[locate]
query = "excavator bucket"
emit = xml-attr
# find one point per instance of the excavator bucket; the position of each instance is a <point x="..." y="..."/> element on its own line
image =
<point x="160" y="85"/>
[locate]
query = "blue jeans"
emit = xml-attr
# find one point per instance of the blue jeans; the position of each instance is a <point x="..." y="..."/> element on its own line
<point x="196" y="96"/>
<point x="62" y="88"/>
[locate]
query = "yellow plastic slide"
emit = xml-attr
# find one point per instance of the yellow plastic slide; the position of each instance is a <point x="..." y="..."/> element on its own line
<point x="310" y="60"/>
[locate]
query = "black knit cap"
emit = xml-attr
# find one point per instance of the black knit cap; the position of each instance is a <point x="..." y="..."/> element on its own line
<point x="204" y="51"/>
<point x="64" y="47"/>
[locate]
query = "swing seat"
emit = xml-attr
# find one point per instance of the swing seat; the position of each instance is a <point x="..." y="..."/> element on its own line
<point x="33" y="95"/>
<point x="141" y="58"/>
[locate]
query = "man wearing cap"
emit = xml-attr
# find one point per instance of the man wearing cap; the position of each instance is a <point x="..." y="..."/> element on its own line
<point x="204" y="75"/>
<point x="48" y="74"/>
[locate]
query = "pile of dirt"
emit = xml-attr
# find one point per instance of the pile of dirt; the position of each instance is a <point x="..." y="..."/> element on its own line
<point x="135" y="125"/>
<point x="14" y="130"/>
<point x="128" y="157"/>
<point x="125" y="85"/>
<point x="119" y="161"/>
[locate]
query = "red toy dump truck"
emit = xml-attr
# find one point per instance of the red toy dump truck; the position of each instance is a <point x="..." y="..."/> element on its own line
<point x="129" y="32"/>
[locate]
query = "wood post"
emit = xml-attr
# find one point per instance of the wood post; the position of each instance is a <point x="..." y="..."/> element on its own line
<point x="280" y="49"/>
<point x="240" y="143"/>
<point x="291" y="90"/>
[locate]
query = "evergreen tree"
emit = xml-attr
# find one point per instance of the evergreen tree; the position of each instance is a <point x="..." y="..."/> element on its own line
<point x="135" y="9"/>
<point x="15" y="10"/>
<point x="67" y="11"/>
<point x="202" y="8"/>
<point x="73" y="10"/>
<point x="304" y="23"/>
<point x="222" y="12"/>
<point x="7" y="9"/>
· · · ·
# Cosa si chiede
Conta quante righe dell'elenco qui sopra contengono la parola "post", distinguendo tra maiuscole e minuscole. Scrivi solo il numero.

# Esito del compito
2